45 minutes. Ce n’est pas le temps moyen pour se rendre à son travail, c’est la durée de trajet nécessaire à 4,4% de la population française pour aller consulter un cabinet de pédiatre, d'ophtalmologue, de gynécologue ou de psychiatre.
Aujourd'hui, ce sont même 8 millions de Français qui vivent dans ce que l’on définit comme un désert médical et qui ne peuvent pas consulter plus de deux fois par an un praticien, faute d'en avoir un à proximité.
La situation est encore plus alarmante dans certaines petites communes françaises.
En témoigne celle de Mérindol, dans le Vaucluse, où le maire a installé mi-mai à l’entrée de son village de 200 âmes une grande banderole où était inscrit : “Urgent, la commune de Mérindol recherche pour la future maison médicale un médecin généraliste".
Au total, selon le ministère de la Santé, il manque des médecins généralistes dans 11 329 communes de France, soit une ville sur trois.
La médecine générale peu choisie par les étudiants
La cause du problème est sensiblement connue. Ce phénomène est notamment dû au niveau insuffisant du numerus clausus, c’est-à-dire le nombre d’étudiants en médecine accédant à la 2ème année, pendant les années 1990.
Ainsi, seuls 8 000 nouveaux praticiens sont formés par an, contre 13 000 en 1970, alors que les départs à la retraite ont été multipliés par six en dix ans.
Et ils devraient concerner près de 7 000 généralistes ou spécialistes en 2024.
En outre, même avec un nombre croissant de docteurs formés, la médecine générale fait malheureusement partie des dernières spécialités choisies parmi les étudiants qui préfèrent majoritairement se spécialiser.

### Consigne
Dans le texte sur les déserts médicaux, réécrivez plus brièvement le paragraphe qui commence par « La cause du problème est sensiblement connue » en conservant ses faits principaux. Appuyez-vous uniquement sur le texte.

[Enregistrements d'un jeu de données]
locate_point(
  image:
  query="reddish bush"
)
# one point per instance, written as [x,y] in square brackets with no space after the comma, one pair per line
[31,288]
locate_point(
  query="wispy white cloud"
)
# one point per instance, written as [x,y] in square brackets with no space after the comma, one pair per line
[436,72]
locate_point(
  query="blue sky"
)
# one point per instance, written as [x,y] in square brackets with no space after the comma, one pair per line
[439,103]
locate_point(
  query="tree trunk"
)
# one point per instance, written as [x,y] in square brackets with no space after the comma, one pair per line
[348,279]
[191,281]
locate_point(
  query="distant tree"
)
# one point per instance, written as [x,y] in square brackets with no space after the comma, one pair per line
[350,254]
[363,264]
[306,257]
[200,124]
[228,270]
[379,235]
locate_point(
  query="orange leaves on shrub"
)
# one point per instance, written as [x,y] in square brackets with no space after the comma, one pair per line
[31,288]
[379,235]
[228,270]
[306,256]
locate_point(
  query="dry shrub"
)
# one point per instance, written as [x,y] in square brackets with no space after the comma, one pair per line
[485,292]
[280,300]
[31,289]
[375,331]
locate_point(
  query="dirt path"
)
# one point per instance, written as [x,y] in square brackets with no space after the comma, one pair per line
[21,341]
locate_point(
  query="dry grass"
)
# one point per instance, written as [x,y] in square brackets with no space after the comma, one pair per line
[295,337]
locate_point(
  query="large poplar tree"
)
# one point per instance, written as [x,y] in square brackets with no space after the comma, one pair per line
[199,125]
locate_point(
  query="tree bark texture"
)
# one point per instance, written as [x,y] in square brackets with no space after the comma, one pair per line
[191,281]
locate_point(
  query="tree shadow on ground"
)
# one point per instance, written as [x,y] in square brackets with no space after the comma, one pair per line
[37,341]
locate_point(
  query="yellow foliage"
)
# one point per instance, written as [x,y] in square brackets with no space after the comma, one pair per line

### Réponse
La cause est connue : dans les années 1990, le numerus clausus était trop bas. Il s'agit du nombre d'étudiants en médecine admis en 2e année.